With the exception of the pictures, write out the data below precisely.

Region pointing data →
- - -
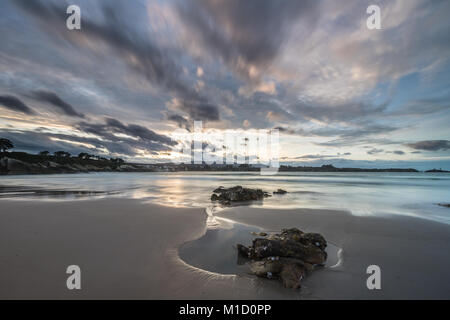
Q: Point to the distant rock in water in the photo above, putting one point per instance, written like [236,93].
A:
[287,256]
[237,194]
[280,191]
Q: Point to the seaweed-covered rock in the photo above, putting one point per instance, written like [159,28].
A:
[287,256]
[236,194]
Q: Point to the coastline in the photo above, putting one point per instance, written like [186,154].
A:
[128,249]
- - -
ANSWER TO THIS TASK →
Q: Point to the distant rock in water in the photo above, putting one point per instance, written like [236,93].
A:
[287,256]
[237,194]
[280,191]
Q: Point to the seaweed-covered rock in the photo above, putting one point per instance, written like [159,28].
A:
[287,256]
[236,194]
Q: Point to the coastline in the photo above, putting one point per instance, written like [186,154].
A:
[128,249]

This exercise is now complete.